Output only the lines below that start at the line containing "Target: blue jacket" and end at the line containing "Task: list a point for each instance of the house, one", with both ends kept.

(DATA PROVIDED begins)

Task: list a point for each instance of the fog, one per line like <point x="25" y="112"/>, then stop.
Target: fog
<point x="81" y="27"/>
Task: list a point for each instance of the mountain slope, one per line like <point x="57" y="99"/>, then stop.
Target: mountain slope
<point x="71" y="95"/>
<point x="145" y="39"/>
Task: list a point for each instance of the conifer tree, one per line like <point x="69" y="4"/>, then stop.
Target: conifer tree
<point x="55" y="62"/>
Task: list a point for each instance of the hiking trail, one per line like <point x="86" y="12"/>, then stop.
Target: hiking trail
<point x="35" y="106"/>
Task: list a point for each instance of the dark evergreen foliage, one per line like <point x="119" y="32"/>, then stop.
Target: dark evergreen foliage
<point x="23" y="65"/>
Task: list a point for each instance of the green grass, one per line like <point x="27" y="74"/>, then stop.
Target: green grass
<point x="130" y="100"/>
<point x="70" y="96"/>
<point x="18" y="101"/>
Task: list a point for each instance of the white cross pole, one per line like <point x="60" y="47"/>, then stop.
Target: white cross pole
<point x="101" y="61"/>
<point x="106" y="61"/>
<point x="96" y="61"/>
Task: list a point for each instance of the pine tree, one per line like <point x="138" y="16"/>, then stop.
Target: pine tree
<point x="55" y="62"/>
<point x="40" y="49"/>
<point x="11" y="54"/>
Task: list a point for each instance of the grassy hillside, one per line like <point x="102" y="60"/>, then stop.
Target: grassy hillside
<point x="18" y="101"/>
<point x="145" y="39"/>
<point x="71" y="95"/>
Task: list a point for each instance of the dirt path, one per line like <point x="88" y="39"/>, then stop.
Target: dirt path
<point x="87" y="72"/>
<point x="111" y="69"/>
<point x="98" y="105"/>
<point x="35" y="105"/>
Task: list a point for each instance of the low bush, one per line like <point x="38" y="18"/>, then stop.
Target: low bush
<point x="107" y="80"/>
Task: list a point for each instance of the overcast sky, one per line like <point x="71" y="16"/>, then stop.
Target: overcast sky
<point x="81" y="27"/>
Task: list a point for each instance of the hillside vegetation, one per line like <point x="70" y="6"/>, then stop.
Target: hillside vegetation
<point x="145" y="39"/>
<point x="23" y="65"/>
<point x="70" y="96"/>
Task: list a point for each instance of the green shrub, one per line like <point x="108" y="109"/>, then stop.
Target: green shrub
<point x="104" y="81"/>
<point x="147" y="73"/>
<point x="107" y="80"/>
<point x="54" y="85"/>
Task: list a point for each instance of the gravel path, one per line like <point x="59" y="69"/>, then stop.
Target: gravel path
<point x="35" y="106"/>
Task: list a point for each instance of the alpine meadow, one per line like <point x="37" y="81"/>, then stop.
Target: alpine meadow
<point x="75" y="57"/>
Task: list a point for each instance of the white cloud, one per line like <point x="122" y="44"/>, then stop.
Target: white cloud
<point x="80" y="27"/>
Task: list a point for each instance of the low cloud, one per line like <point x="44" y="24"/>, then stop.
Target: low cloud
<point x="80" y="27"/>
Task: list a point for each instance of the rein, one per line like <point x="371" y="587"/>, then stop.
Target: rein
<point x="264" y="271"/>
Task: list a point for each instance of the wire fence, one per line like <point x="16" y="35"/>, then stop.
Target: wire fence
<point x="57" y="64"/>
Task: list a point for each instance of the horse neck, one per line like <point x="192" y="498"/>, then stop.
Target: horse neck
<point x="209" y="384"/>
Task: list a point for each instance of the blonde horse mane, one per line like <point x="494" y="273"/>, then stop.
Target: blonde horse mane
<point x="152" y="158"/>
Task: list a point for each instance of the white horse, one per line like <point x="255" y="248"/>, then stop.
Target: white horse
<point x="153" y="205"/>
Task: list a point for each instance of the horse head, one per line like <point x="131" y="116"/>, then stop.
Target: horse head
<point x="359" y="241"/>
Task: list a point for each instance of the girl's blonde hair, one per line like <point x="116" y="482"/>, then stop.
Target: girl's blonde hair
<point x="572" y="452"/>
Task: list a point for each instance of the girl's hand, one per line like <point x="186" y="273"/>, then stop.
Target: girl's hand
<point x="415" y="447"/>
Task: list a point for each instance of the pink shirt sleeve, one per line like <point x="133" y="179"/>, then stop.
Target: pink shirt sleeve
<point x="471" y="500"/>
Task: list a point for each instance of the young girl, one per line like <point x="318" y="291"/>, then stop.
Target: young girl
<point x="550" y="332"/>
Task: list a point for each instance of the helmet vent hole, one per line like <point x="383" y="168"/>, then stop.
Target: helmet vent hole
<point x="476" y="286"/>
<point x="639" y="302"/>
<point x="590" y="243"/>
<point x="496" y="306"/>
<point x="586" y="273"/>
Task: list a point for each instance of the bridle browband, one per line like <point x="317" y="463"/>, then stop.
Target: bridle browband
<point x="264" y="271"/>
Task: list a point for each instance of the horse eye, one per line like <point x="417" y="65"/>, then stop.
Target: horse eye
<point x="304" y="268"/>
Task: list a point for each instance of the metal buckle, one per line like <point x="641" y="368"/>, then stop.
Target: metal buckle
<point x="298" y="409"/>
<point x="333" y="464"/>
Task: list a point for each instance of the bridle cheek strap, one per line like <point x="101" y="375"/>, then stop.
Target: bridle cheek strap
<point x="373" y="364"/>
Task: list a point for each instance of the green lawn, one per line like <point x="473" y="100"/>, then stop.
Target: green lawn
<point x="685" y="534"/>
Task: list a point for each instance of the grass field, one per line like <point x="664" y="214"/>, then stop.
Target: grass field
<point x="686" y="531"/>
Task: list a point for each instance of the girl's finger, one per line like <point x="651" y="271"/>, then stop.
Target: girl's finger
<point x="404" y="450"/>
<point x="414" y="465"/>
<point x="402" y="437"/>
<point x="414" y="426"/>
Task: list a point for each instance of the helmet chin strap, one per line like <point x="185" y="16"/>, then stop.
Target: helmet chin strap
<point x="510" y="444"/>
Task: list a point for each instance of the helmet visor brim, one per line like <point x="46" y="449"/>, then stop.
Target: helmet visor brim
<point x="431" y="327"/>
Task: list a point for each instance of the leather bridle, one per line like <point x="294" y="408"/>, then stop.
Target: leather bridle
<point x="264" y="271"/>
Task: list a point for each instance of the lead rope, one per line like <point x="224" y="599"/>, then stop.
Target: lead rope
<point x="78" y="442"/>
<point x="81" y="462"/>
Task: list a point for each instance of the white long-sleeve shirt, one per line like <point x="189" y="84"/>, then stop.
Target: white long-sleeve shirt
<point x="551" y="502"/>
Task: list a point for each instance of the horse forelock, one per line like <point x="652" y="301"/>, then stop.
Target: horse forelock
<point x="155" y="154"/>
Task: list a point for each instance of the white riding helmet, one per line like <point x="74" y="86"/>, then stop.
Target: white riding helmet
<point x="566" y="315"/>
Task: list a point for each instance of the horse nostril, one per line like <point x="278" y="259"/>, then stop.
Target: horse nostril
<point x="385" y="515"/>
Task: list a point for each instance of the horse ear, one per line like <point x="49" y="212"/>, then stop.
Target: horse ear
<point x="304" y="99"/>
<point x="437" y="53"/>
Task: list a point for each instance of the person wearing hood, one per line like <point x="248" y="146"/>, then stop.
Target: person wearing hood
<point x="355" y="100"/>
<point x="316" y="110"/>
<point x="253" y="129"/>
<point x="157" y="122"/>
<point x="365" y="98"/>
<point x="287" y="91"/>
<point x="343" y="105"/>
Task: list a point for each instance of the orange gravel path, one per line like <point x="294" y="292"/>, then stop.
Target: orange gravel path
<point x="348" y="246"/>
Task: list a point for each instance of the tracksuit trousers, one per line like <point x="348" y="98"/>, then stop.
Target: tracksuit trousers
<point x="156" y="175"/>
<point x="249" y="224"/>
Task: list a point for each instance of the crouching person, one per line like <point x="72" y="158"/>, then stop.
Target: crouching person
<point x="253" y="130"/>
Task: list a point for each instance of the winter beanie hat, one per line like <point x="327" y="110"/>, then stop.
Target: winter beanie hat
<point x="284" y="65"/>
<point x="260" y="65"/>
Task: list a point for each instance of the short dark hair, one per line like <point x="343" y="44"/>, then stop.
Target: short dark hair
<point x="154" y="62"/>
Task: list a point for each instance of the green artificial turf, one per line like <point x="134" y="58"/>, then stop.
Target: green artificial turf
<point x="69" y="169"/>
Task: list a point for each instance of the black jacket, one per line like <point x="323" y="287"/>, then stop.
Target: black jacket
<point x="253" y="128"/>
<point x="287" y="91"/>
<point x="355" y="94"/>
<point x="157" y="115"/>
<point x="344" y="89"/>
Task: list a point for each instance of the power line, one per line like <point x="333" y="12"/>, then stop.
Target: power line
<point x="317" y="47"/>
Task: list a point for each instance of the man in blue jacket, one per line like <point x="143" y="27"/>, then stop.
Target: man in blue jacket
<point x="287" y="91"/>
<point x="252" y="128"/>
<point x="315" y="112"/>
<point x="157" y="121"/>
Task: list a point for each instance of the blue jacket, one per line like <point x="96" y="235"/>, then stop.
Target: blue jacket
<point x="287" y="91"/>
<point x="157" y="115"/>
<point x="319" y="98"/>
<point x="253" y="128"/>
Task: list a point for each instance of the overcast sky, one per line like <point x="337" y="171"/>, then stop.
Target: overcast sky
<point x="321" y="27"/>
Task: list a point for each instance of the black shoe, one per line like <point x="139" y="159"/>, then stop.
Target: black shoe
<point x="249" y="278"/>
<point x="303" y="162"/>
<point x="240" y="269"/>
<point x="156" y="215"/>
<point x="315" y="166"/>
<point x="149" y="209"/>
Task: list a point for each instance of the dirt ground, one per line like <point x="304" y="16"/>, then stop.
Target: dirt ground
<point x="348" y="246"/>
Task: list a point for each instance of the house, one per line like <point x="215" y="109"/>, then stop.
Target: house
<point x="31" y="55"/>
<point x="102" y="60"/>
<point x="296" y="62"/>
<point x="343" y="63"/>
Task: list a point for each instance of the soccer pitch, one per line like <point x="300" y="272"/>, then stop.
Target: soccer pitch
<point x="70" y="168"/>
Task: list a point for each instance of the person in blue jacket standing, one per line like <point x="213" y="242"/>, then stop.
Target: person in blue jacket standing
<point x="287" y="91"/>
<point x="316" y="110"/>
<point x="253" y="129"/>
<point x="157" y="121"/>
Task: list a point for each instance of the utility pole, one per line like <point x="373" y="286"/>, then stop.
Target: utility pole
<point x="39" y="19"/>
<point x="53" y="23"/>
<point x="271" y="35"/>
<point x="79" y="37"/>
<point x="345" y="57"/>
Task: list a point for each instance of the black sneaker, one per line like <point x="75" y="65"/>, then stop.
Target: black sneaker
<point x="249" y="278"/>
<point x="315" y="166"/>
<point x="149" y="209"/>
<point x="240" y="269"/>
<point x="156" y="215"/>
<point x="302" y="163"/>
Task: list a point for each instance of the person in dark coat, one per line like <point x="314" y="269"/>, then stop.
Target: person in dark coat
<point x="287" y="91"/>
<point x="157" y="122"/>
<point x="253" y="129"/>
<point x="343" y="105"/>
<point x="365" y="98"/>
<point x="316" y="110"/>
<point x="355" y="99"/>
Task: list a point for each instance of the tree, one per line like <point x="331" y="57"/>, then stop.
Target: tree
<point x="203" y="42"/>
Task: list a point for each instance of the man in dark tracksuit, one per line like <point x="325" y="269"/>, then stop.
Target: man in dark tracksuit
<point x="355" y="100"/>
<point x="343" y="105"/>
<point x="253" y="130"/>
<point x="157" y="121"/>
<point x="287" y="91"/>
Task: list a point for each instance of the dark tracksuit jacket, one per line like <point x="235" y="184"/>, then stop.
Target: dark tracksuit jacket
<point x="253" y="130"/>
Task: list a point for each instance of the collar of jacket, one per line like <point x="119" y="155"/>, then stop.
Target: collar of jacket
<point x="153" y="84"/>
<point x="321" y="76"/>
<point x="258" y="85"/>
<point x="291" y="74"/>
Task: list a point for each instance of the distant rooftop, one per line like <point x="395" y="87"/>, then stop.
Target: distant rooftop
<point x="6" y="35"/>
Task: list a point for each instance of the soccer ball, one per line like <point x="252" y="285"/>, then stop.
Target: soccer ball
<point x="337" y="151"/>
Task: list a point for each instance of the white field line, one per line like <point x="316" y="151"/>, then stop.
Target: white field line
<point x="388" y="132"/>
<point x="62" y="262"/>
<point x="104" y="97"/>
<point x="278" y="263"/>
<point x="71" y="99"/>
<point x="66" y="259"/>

(DATA PROVIDED ends)

* **RESPONSE AREA**
Target: blue jacket
<point x="287" y="91"/>
<point x="157" y="115"/>
<point x="319" y="98"/>
<point x="253" y="128"/>
Task: list a point for each instance of the overcast sky, one per line like <point x="337" y="171"/>, then stop.
Target: overcast sky
<point x="321" y="27"/>
Task: list a point for each instance of the black shoe, one per line like <point x="139" y="159"/>, then stop.
Target: black shoe
<point x="249" y="278"/>
<point x="303" y="162"/>
<point x="240" y="269"/>
<point x="156" y="215"/>
<point x="315" y="166"/>
<point x="149" y="209"/>
Task: list a point for each instance of the dirt ground, one per line like <point x="304" y="16"/>, then stop.
Target: dirt ground
<point x="348" y="246"/>
Task: list a point for each instance of the house, one per line like <point x="215" y="109"/>, then stop.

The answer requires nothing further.